-- Task details --
Restate, word for word, every line of the data.

-- Extracted entries --

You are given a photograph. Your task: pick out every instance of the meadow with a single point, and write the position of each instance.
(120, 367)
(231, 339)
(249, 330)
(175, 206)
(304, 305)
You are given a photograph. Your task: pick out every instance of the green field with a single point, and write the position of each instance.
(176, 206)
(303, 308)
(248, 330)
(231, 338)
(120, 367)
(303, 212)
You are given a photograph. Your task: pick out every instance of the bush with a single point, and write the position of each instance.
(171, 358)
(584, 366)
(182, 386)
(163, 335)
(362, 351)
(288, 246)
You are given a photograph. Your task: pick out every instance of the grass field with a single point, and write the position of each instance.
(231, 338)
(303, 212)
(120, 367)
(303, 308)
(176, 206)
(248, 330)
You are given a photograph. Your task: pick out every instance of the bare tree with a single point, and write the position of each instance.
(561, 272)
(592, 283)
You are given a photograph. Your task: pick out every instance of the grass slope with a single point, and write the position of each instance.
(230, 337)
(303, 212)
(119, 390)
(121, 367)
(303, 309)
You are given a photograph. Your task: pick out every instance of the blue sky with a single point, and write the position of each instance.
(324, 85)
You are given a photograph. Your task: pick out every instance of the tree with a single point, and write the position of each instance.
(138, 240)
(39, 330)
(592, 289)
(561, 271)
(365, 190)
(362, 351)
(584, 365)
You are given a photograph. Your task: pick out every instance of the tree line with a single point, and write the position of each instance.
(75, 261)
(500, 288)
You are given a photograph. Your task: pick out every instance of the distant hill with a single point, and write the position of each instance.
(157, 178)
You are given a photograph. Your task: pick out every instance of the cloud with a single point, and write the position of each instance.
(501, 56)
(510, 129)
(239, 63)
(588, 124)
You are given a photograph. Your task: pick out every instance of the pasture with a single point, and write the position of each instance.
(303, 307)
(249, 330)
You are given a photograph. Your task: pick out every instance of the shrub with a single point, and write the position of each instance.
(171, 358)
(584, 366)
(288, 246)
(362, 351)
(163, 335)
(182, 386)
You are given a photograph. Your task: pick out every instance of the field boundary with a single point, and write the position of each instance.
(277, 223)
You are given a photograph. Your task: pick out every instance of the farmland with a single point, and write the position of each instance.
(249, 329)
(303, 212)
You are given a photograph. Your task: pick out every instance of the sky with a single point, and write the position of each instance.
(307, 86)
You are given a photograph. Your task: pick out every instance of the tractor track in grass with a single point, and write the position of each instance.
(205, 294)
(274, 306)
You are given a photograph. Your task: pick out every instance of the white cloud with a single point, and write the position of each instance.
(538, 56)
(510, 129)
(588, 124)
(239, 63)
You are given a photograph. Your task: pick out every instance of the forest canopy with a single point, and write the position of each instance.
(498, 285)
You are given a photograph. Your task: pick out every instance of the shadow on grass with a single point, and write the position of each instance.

-- Finished task --
You are given a photograph. Your task: pick out every instance of the meadow with a single point, and write the position of each instance.
(120, 367)
(231, 339)
(249, 330)
(175, 206)
(304, 305)
You are given a photograph. Your task: pick out every instance of the green field with a single point, and write the position of each instance.
(176, 206)
(303, 308)
(248, 330)
(231, 338)
(120, 367)
(303, 212)
You are given a photograph. Your task: pick out every instance of the bush with a single point, and write the position of each instance.
(171, 358)
(584, 366)
(182, 386)
(163, 335)
(362, 351)
(288, 246)
You are given a photograph. Your task: pick out every instance of the grass field with a single point, and write the position of each instance.
(231, 338)
(303, 212)
(120, 367)
(303, 308)
(176, 206)
(248, 330)
You are given a photograph. Your task: pick out every instance of the bare tree with a single point, and write the position of each instance.
(561, 272)
(592, 283)
You are given a photograph. Your task: pick out every instance of the grass slope with a single point, and write the position of each instance.
(230, 337)
(303, 212)
(119, 390)
(121, 367)
(303, 309)
You are given a photograph. Your task: pick out every instance of the blue sky with a single point, and write the position of each instance.
(324, 85)
You are given a photograph. Your task: pick out every instance of the tree with a single point, and write the position of each instance.
(138, 240)
(39, 330)
(592, 289)
(561, 271)
(365, 190)
(362, 351)
(584, 365)
You are given a photograph. Your task: pick out every instance of the tree line with a single point, and write the position of each instance.
(75, 261)
(500, 288)
You are given a photograph. Your task: pick out every instance of the distant hill with a single point, and write the position of each instance.
(157, 178)
You are given a photograph. Your task: pick out every instance of the cloud with a single point, and write the position of each instance.
(501, 56)
(510, 129)
(239, 63)
(588, 124)
You are given a photograph. Your task: pick out every instance of the pasture with a single point, and write the position of each instance.
(303, 307)
(249, 330)
You are given a photograph. Your task: pick out every instance of the shrub with a single point, and write the position of each instance.
(171, 358)
(584, 366)
(288, 246)
(362, 351)
(163, 335)
(182, 386)
You are given a photograph. Your task: pick out every instance of the field boundary with a single point, and write the position of each instance.
(277, 223)
You are given a photograph. Your task: pick out every instance of the farmland with a single point, and write the position of each instance.
(249, 329)
(303, 212)
You are given a photograph. Your task: pick out every instance of the sky with a single point, and write the position of each instance.
(307, 86)
You are given a photograph. Your task: pick out every instance of the tractor track in grass with a single point, and write the position of each instance.
(205, 294)
(274, 306)
You are given a photograph. Your task: pick out every instance of the white cloud with a single point, and write the position of each instance.
(538, 56)
(510, 129)
(588, 124)
(239, 63)
You are given a photograph. Your task: pick out every instance of the forest canopy with a single point, and write the position of each instance.
(498, 285)
You are given a photograph. Your task: pick out every instance of the shadow on grass with a single point, and write the position of each instance.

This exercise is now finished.